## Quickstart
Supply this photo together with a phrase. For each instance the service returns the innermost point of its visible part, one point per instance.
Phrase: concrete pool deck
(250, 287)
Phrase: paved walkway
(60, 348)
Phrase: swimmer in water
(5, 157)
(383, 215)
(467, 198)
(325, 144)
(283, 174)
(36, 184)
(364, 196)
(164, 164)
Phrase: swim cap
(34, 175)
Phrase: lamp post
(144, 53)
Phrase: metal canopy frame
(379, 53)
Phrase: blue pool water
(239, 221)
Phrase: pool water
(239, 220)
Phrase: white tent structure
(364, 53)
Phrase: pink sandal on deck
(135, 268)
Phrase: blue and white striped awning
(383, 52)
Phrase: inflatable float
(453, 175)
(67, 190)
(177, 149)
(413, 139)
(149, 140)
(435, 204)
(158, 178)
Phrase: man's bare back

------------------------------------------------------------------------

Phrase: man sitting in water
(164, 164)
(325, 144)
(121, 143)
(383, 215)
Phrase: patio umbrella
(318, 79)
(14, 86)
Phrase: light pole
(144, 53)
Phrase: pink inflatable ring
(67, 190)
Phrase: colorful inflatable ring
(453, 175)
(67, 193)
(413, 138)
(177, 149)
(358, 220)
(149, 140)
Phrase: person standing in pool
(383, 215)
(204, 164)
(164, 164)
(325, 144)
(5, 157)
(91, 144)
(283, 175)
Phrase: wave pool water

------------------------------------------------------------------------

◆ GOAL
Pick out every line in the listing above that contains the string "deck" and copy each one in full. Matching is case-sensitive.

◆ TASK OUTPUT
Phrase: concrete pool deck
Phrase: pink sandal on deck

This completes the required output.